━━ Text excerpt

UK-based Women's Community

The Lonely Girls Club (LGC) is an organisation based in the United Kingdom that aims to promote friendship, and reduce loneliness and social isolation amongst adult women. The organisation claims to have a membership of over 170,000 members across 8 branches. According to The Washington Post, "Members range from age 18 to 70, and the average age is around 28."

The club was founded by Holly Cooke (aged 22 at the time) in November 2018, with the launch of the organisation's first branch, The London Lonely Girls Club. As the organisation expanded to other United Kingdom locations, Cooke rebranded to The Lonely Girls Club. Cooke is the CEO and director of The Lonely Girls Club Ltd, incorporated in March 2024.

== History ==
Cooke moved to London from Stoke-on-Trent in 2018 after graduating with a degree in Fashion Communication from Nottingham Trent University. She says she found her new city lonely and isolating. Cooke now says that most of her friendships initially stemmed from her work at LGC.

━━━━
━━ Dataset entries

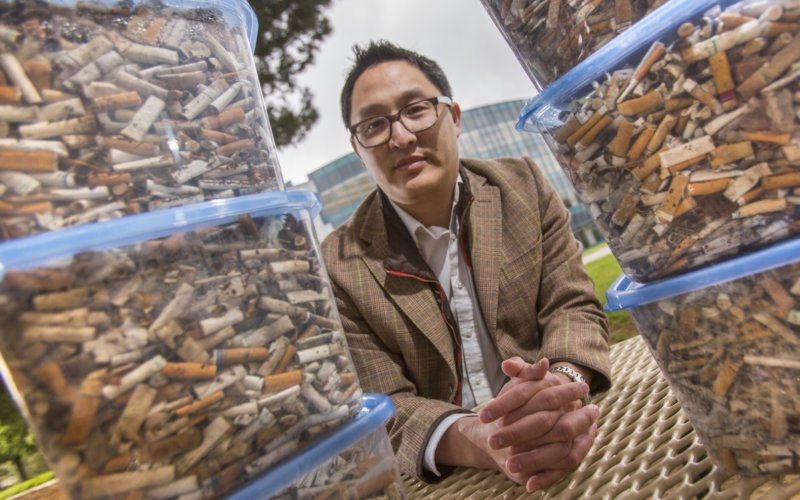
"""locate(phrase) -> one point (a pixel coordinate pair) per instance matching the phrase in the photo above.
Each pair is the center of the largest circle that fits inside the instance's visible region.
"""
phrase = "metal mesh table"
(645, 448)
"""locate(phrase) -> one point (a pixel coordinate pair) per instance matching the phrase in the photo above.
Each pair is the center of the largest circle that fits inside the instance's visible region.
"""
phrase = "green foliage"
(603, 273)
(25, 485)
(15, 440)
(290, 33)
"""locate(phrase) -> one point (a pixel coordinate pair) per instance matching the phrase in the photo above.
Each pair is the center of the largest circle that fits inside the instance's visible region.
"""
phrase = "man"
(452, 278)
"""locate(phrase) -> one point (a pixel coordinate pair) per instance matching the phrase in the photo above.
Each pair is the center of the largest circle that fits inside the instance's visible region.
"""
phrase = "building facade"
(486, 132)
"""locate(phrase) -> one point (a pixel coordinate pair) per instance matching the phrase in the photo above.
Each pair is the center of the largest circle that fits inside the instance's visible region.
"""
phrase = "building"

━━━━
━━ Dataset entries

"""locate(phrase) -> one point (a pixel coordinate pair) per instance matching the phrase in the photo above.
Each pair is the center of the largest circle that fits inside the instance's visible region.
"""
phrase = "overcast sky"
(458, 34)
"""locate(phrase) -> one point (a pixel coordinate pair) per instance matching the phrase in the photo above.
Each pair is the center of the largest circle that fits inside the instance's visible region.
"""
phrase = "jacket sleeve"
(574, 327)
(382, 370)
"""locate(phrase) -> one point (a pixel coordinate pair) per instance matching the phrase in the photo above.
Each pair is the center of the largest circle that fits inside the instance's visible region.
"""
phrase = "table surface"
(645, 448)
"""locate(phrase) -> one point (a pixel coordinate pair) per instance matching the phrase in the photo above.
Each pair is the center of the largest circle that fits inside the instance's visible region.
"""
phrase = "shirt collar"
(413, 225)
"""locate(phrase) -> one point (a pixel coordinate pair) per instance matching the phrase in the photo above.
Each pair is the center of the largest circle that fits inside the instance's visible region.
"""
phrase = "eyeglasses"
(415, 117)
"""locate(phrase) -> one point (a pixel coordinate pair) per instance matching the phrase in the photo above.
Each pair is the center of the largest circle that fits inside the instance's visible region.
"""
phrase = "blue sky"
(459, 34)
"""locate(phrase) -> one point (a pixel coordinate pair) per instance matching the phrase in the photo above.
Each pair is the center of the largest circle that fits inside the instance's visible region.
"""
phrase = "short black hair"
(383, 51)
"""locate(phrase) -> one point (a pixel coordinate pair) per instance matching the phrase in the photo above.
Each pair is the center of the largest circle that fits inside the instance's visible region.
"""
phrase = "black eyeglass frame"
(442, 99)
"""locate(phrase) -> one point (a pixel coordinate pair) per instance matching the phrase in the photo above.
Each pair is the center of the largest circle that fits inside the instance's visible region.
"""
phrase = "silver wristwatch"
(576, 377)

━━━━
━━ Dataset entries

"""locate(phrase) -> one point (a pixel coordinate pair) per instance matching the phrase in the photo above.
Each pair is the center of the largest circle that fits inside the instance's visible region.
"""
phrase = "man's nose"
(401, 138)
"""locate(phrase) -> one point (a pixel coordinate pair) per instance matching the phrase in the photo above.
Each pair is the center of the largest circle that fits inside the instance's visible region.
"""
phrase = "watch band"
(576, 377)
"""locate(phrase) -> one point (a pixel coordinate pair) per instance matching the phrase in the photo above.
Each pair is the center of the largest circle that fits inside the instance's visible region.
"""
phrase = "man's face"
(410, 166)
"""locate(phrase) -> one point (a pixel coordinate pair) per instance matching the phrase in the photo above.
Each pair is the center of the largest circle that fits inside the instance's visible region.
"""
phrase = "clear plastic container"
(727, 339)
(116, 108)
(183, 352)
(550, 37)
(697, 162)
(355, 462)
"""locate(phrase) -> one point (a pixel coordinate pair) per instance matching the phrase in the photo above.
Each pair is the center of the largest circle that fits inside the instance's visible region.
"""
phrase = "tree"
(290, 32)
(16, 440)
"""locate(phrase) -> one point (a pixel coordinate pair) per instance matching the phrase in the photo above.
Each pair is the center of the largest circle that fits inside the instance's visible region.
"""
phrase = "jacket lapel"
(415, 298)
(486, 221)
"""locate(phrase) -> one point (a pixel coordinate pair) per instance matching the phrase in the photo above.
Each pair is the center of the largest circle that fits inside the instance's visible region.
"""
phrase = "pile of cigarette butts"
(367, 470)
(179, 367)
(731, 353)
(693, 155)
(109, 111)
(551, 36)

━━━━

◆ **The problem**
Answer these questions from the text on the Lonely Girls Club:
1. Across how many branches does the organization claim its members are spread?
2. In what month and year was the club founded?
3. Which university did Holly Cooke graduate from?
The records have nothing to do with the text.

◆ **Written solution**
1. 8 branches
2. November 2018
3. Nottingham Trent University